Start
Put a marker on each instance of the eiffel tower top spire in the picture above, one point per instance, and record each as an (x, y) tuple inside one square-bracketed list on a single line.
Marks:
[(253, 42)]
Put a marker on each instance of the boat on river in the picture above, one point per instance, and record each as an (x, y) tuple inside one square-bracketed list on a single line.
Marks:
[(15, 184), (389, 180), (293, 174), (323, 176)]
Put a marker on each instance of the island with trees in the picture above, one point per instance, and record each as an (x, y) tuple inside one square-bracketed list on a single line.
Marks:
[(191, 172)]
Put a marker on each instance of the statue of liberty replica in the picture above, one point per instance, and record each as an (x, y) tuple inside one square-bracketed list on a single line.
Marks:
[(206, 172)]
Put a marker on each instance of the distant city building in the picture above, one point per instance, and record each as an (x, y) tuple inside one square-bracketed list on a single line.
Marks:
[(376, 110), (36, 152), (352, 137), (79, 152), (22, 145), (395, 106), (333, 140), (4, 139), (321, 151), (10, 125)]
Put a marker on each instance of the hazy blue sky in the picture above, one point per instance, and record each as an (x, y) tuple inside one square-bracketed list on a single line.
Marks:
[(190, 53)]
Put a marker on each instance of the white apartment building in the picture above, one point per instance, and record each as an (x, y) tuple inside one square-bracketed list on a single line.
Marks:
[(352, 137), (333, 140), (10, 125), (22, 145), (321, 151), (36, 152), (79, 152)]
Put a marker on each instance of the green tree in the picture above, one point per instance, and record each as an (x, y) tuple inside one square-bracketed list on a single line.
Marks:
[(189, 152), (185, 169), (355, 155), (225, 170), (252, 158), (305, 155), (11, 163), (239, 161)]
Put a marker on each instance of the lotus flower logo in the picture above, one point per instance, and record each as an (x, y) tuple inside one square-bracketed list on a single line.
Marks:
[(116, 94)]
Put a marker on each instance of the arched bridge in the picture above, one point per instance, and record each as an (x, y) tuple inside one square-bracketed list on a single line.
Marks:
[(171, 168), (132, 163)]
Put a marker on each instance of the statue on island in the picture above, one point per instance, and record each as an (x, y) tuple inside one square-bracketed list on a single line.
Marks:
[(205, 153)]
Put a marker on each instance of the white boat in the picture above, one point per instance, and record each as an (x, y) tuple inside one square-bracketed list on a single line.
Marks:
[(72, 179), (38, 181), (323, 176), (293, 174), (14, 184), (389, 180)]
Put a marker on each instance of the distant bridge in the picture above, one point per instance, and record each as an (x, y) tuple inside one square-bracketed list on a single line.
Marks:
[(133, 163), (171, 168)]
End
> **Aim**
Print the entries above again word for word, starting at the line that contains "Put a marker on each instance of the hazy" and ending at the line that contains "152), (79, 152)]".

> **Solution**
Put a marker on each instance of the hazy blue sky in the picture above, one point per instance, and record each as an (x, y) tuple inside one square-bracketed list on a single line.
Marks:
[(190, 53)]
Put a marker on each instance of the white apartment building in the picture above, one point per instance, and record each as an (x, y) tuple inside one square-bracketed list on a single line.
Marks:
[(352, 137), (333, 140), (10, 125), (22, 145), (321, 151), (36, 152), (79, 152)]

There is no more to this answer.